▶ [Requirement A]:
Answer these questions from the post on truth:
(i) What color is the laptop the writer says they are typing on?
(ii) Which two Bible passages does the writer cite?
(iii) According to the Medievals, what was truth?
▶ [Requirement B]: In the post on truth, what does the writer say has "God" as its definition? List each one.

▶ [Passage provided]:
::::
Thursday, April 29, 2010

How to Really Screw Things Up at Work

Phil: I believe all religions contain truth, and therefore any religion followed well is good.
Jim: I believe salvation can be found through Christ alone.
Phil: Isn't it just great that we believe things?!
Jim:... err.. I, uh,
Phil: Well, I gotta get back to work!

A friend of mine had a conversation very similar to this. When words like belief and truth have been taken from their original Christian meanings we are often at a loss when trying to communicate the truth of the gospel. How can Phil believe "A" and Jim, "not-A" and everything be hunky-dory? Yet, so often we come across people who don't understand that belief and truth is not something soft you can put on like a sweater, but rather it is a rock that you will either build upon or be crushed against.

A Quick Primer on Truth

The Medievals said that truth was the extent to which a description matched its objective reality. So, when I say that I am typing on a black laptop, anyone who could see me now would see that this description matches the objective reality of my body actually sitting and typing on the black laptop.  This is true. If I said I was typing on a purple laptop there is no way in which we could make this mesh with the physical reality. This would be untrue.

No one, not even Phil, would disagree with the above paragraph. They can hold on to this description of truth and yet simultaneously hold that anything personal does not require a physical reality. Restated: 'The laptop is black' and 'the buddha is good' are believed by many to be two different kinds of truth. The first one requires a corresponding physical reality and the second does not. In fact, the second statement only requires a feeling or an internal disposition to validate it.

Christianity requires a corresponding objective reality to all truth-claims.

To prove this rather outrageous claim (according the the world at large) I will cite the following passages: Gen. 1, and John 1:1-5.

Genesis states that creation was spoken into existense. God spoke "let there be light." and there was. John says that there was the pre-existent Word of God that created all things. This Word is then shown to be Jesus. Later, Jesus says that those that have seen him have seen the Father, and again he is the Truth. Not that he speaks truthfully, although he does, but he is the embodiement of truth.

Our definition of truth is God. Our definition of Beauty is God. Our definition of Perfect is God. All of these abstracts that the post-modern likes to base in his or her own subjective opinion (those "truths" that lack an objective reality) are intended to be placed in the objective person and character of God.
::::
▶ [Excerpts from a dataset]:
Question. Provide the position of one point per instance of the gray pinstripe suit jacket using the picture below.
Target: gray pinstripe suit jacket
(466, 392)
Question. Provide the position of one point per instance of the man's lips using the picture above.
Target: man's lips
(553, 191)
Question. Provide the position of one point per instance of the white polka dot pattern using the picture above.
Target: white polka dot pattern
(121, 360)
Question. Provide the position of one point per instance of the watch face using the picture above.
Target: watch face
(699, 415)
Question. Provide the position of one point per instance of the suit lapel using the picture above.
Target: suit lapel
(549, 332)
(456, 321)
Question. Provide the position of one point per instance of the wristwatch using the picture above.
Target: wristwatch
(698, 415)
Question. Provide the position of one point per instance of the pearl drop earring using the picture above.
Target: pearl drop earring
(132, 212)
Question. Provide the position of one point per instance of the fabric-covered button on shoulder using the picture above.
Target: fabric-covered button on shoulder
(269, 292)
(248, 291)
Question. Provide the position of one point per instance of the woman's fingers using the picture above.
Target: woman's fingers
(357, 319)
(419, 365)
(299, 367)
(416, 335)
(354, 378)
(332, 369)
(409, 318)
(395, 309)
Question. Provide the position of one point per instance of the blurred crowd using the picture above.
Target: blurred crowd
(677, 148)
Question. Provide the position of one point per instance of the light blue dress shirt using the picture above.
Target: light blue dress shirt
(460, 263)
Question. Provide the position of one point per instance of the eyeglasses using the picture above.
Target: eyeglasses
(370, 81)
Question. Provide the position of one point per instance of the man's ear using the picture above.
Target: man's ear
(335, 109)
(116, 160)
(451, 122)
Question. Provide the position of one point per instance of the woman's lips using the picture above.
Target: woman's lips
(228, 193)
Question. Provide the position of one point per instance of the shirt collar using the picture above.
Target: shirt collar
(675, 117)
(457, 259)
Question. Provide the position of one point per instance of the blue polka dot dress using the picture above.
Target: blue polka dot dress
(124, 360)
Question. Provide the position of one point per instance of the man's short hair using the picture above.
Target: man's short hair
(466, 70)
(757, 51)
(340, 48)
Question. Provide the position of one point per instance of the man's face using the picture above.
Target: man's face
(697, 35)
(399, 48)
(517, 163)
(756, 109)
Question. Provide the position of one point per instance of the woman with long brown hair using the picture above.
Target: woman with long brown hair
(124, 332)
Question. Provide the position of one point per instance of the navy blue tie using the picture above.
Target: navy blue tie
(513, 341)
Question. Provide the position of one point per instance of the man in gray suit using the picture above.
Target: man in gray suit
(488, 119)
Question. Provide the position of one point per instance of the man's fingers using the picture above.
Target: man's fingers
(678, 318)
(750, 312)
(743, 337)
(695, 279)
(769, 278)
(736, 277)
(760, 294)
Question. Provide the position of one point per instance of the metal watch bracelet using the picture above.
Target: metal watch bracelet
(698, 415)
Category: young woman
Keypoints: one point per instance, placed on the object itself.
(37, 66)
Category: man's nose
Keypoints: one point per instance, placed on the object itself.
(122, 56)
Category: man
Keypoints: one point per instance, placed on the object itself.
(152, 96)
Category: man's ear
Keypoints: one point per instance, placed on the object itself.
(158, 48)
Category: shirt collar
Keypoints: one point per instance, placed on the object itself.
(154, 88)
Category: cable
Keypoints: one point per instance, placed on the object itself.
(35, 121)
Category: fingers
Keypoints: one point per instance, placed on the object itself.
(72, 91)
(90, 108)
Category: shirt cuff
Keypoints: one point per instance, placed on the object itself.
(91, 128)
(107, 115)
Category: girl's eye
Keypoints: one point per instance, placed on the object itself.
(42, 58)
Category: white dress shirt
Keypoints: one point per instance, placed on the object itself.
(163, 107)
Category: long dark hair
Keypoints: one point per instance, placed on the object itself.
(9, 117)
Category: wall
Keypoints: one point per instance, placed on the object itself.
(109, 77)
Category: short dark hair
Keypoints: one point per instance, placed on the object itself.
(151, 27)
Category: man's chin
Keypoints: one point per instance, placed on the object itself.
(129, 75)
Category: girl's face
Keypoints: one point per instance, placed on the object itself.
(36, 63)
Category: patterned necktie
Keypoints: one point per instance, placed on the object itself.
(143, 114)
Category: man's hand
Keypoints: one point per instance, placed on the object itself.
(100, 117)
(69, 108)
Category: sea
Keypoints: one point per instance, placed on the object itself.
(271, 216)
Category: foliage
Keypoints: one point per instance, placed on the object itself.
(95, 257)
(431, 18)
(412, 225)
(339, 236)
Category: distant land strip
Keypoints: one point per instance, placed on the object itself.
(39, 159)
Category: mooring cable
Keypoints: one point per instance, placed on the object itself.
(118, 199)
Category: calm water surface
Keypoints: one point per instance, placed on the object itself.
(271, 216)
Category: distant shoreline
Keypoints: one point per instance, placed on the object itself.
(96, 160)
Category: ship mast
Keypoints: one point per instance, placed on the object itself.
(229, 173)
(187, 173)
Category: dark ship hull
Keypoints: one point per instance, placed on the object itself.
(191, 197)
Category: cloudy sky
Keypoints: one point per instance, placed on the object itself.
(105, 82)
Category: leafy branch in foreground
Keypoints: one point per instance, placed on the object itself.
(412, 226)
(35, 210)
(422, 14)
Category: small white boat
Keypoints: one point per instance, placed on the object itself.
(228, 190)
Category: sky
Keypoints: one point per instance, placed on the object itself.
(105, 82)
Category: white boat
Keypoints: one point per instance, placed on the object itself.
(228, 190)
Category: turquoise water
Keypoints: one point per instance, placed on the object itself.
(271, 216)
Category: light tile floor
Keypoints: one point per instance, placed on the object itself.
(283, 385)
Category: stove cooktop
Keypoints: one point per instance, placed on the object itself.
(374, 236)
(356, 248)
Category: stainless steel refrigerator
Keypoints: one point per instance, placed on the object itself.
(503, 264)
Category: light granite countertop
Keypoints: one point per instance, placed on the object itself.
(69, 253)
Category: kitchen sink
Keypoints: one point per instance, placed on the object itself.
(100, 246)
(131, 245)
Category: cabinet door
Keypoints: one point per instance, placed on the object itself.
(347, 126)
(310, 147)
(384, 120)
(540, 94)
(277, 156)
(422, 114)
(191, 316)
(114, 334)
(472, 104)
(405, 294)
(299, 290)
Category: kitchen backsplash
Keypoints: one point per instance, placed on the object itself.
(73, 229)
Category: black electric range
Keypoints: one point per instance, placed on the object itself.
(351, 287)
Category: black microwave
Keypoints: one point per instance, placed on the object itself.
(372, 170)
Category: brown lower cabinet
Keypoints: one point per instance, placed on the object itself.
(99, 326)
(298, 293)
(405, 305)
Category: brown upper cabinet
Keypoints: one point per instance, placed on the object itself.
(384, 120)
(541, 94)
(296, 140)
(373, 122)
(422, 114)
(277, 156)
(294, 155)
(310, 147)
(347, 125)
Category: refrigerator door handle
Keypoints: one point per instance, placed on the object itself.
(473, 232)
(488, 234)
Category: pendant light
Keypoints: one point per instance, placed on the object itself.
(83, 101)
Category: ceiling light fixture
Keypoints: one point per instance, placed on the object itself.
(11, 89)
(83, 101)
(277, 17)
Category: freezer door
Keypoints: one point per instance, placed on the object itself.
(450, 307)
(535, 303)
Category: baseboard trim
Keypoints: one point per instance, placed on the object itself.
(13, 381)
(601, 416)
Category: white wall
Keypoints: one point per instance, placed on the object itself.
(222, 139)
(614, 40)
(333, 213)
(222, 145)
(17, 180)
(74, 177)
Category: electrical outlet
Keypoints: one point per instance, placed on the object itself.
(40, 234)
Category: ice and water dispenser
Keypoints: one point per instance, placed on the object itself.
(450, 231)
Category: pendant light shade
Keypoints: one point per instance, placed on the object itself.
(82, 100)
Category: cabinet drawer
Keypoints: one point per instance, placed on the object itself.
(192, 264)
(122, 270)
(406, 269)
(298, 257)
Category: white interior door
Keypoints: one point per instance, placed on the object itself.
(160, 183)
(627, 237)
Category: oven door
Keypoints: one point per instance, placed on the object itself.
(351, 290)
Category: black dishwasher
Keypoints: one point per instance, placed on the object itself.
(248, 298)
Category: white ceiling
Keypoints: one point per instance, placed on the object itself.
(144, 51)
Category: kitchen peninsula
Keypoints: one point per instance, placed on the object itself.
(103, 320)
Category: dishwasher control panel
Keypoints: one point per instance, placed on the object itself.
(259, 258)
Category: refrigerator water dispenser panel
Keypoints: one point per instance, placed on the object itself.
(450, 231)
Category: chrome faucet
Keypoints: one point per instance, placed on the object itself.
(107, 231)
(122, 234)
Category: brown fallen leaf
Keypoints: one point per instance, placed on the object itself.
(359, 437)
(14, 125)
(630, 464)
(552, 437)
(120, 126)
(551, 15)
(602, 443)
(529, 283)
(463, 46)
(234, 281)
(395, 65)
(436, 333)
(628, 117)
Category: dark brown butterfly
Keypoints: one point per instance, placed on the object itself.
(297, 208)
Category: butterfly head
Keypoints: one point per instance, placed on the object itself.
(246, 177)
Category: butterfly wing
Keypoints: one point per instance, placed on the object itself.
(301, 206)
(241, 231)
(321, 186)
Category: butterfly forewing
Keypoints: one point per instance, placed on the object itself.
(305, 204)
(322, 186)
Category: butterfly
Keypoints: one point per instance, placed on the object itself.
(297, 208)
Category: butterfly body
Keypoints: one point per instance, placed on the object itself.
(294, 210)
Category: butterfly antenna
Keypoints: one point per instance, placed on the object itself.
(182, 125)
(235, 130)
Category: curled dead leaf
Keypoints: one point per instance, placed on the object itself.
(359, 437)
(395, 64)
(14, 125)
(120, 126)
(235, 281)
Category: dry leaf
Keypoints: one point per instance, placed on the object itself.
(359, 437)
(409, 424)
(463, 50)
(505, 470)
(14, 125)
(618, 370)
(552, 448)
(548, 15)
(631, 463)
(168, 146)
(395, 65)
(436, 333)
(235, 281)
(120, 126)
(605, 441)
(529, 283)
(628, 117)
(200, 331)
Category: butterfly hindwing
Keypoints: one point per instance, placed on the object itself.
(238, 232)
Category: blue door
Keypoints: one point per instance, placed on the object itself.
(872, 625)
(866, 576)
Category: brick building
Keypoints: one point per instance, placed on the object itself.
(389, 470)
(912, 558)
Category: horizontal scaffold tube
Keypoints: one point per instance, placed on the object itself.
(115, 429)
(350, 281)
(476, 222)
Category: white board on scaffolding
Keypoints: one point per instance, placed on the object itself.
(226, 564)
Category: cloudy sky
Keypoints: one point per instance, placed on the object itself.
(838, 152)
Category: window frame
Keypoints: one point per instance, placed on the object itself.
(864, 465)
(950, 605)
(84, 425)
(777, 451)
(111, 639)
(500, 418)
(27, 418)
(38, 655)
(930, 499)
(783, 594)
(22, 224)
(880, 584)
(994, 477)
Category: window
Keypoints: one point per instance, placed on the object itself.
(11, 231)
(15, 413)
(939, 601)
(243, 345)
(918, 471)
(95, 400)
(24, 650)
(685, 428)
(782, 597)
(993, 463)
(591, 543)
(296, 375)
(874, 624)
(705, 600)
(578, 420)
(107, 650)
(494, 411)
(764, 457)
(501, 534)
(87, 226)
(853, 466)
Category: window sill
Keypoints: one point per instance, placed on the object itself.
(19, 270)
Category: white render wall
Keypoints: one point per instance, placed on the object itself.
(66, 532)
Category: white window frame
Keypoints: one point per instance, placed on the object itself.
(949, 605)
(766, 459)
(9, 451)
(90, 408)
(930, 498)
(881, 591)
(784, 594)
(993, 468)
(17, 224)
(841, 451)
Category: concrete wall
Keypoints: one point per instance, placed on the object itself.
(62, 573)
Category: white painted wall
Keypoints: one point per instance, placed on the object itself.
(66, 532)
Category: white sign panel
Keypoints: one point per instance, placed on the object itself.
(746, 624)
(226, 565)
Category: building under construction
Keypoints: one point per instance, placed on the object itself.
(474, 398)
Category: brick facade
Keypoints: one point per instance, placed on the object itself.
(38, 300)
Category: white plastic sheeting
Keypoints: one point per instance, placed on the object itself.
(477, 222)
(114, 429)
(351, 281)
::::
▶ [Response A]:
(i) Black.
(ii) Gen. 1 and John 1:1-5.
(iii) The extent to which a description matched its objective reality.

▶ [Response B]: Truth, Beauty, Perfect